SELECTED PASSAGE
The CSI driver has many providers to support various managed stores. This implementation uses the Key Vault with secrets store CSI driver. The add-on retrieves the TLS certificate from Key Vault and loads the driver in the pod that runs the ingress controller. This operation occurs during pod creation, and the volume stores both public and the private keys.

Workload storage

The workload in this architecture is stateless. If you must store state, we recommend that you persist it outside the cluster. Guidance for workload state is outside the scope of this article.

For more information, see Storage options for applications in AKS.

Policy management

An effective way to manage an AKS cluster is to enforce governance through policies. Kubernetes implements policies through Open Policy Agent (OPA) Gatekeeper. For AKS, deliver policies through Azure Policy. Each policy applies to all clusters in its scope. OPA Gatekeeper handles policy enforcement in the cluster and it logs all policy checks. The policy changes aren't immediately reflected in your cluster, so expect some delays.

To manage your AKS clusters, you can use Azure Policy in several ways:

  • Prevent or restrict the deployment of AKS clusters in a resource group or subscription. Apply standards for your organization. For example, you can follow a naming convention or specify a tag.

  • Secure your AKS cluster through Azure Policy for Kubernetes.

A common example of where a policy can be useful is around governance and validation of container images. Container images can be a source of vulnerabilities, and some organizations require that untrusted container images are validated by using a container image scanning tool, and then approved, before they can be used in a production cluster. You can enforce this process by using Azure Policy, and block untrusted container images from being deployed to the cluster. For more information, see the Quarantine pattern.

When you set policies, apply them based on the requirements of the workload. Consider these factors:

  • Decide whether to set a collection of policies, known as initiatives, or to choose individual policies. Azure Policy provides two built-in initiatives: basic and restricted. Each initiative is a collection of built-in policies applicable to an AKS cluster. We recommend that you select an initiative and choose other policies for the cluster and the resources, like Container Registry, Application Gateway, or Key Vault, which interact with the cluster. Choose policies based on the requirements of your organization.

  • Decide if you want to Audit or Deny the action. In Audit mode, the action is allowed but flagged as Non-Compliant. Have processes to check noncompliant states at a regular cadence and take necessary action. In Deny mode, the action is blocked because it violates the policy. Be careful when you choose Deny mode because it can be too restrictive for the workload to function.

  • Decide if you have areas in your workload that shouldn't be compliant by design. Azure Policy can specify Kubernetes namespaces that are exempt from policy enforcement. We recommend that you still apply policies in Audit mode so that you're aware of those instances.

  • Decide if you have requirements that aren't covered by the built-in policies. You can create a custom Azure Policy definition that applies your custom OPA Gatekeeper policies. Don't apply custom policies directly to the cluster. For more information, see Create and assign custom policy definitions.

ENTRIES SUPPLIED

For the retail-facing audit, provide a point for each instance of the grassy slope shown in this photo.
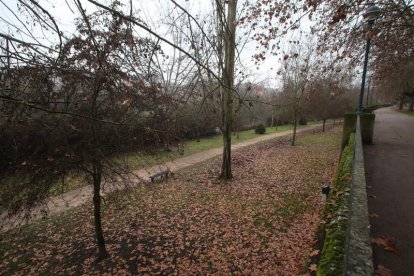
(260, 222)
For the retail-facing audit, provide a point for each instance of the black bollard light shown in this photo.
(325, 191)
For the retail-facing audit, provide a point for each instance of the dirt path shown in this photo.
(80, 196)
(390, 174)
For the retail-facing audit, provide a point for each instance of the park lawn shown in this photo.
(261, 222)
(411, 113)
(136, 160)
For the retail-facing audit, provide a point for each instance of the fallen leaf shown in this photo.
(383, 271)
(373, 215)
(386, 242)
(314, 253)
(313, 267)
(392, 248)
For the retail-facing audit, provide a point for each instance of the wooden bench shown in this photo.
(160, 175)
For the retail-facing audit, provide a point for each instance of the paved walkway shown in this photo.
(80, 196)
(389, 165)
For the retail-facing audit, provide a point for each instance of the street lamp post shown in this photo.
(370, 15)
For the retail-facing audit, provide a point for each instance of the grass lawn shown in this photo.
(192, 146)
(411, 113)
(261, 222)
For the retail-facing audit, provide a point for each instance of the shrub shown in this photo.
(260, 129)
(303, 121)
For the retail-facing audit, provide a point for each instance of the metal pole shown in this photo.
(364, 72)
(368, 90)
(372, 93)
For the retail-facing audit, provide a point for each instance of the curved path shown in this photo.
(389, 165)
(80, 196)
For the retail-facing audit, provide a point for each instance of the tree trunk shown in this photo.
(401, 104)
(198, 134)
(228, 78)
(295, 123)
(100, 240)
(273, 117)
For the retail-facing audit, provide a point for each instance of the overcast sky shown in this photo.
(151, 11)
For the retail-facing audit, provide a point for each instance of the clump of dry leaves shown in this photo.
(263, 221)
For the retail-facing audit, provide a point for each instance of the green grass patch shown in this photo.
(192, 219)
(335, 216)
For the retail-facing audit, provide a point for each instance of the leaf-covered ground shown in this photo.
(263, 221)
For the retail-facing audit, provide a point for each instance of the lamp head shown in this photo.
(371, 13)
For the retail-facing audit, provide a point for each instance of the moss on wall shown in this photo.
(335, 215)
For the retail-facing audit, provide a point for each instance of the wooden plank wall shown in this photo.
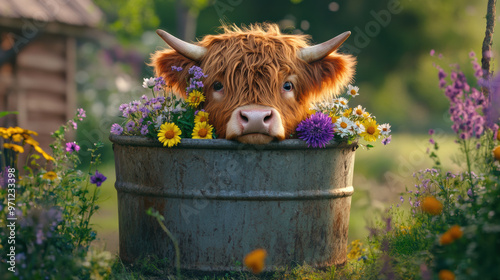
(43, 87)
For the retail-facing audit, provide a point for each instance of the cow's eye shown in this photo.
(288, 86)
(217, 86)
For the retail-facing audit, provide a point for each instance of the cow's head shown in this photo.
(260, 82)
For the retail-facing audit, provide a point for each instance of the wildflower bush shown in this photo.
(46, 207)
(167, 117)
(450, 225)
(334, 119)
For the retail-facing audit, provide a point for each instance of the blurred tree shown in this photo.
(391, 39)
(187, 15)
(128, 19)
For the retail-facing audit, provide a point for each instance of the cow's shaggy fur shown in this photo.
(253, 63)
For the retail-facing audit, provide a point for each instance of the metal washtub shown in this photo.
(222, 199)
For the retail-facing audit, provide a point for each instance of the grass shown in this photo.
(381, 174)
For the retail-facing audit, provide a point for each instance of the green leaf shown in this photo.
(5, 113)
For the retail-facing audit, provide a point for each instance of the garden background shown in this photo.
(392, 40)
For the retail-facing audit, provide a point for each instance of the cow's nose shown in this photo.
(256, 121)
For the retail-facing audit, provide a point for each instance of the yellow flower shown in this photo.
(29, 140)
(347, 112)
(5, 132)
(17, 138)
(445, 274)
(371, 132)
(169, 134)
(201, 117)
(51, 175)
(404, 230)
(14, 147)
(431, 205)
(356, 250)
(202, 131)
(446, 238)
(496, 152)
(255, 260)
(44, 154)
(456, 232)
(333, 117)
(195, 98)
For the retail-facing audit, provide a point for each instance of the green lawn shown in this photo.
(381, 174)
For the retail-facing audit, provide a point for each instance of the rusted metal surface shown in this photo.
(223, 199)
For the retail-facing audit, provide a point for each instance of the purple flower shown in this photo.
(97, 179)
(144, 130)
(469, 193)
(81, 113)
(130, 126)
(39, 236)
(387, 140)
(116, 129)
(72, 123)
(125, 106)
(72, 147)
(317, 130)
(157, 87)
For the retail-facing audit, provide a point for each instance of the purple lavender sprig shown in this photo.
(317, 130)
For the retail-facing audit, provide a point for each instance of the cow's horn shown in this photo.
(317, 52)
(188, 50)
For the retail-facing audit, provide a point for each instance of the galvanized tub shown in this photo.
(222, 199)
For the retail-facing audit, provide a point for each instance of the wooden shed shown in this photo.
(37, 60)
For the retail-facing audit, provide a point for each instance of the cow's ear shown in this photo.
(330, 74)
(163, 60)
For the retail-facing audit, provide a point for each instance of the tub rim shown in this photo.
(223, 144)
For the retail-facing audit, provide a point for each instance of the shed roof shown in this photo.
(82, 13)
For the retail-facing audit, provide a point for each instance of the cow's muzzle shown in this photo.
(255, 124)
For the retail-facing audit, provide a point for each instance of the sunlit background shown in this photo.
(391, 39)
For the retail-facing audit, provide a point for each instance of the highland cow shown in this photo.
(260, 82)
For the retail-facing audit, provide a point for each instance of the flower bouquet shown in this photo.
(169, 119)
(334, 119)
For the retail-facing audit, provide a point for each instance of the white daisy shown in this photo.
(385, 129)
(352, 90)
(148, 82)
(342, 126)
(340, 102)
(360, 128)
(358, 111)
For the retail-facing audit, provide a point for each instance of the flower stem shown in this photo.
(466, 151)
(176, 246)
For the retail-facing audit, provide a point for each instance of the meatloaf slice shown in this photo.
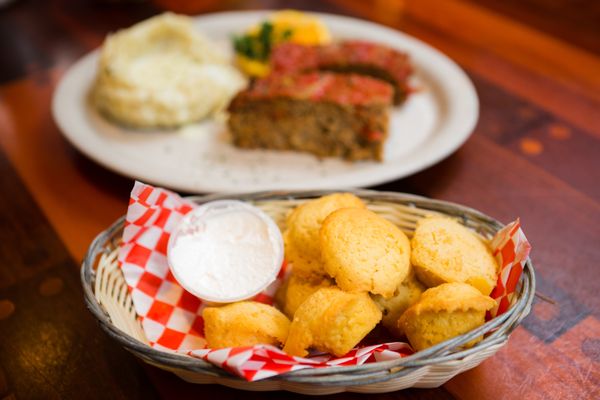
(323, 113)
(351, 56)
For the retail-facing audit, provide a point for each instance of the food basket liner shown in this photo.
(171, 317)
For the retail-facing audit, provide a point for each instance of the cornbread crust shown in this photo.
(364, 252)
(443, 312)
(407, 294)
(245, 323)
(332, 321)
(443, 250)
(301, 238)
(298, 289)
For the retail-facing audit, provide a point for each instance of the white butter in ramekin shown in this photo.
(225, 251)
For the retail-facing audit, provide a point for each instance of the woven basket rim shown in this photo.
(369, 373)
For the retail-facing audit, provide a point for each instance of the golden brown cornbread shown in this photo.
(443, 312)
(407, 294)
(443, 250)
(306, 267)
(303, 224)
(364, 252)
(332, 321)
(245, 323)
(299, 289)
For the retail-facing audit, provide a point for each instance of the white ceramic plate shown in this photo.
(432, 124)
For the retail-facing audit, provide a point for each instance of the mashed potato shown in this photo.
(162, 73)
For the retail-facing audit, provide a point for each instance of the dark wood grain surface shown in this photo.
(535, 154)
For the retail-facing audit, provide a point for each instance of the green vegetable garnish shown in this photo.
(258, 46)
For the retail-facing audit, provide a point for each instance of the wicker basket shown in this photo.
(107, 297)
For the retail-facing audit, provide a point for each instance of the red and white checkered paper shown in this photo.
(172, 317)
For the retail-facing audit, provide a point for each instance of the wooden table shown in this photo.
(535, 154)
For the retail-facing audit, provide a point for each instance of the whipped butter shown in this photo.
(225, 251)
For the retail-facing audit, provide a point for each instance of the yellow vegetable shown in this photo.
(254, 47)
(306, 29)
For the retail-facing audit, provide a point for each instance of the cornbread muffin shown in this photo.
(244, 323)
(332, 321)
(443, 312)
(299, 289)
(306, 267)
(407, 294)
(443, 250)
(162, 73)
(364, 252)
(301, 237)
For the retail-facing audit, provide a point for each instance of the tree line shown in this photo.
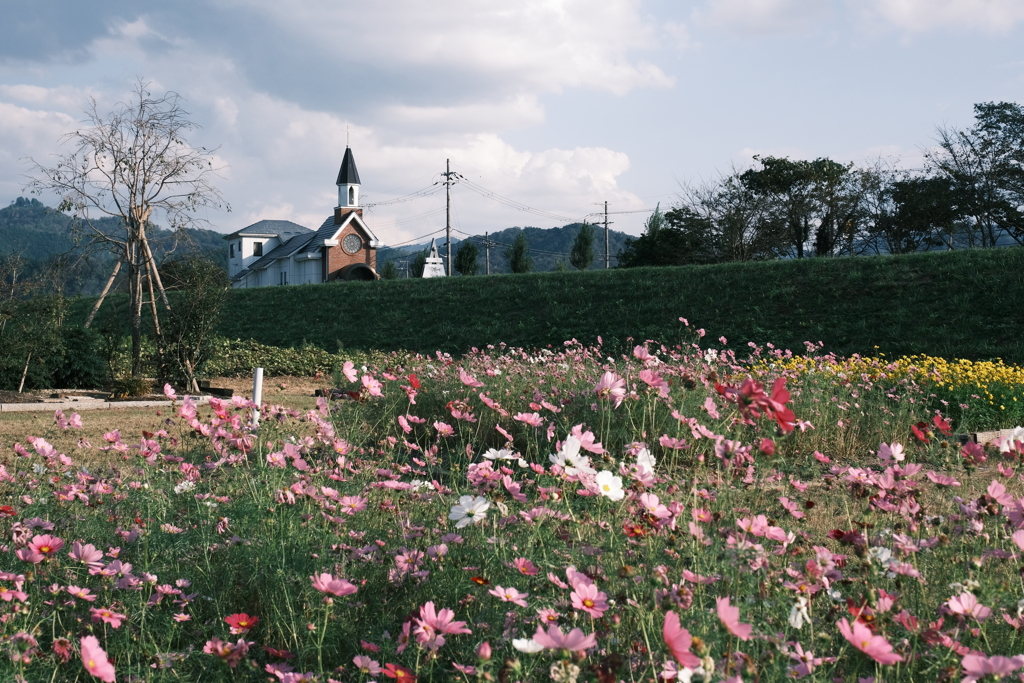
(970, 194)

PROBLEM
Using the AKS passage above, answer each of the following briefly:
(a) Where should state be persisted if the workload must store it?
(b) Which two built-in initiatives does Azure Policy provide?
(c) What happens to an action in Audit mode?

RESULT BELOW
(a) Outside the cluster.
(b) Basic and restricted.
(c) It is allowed but flagged as Non-Compliant.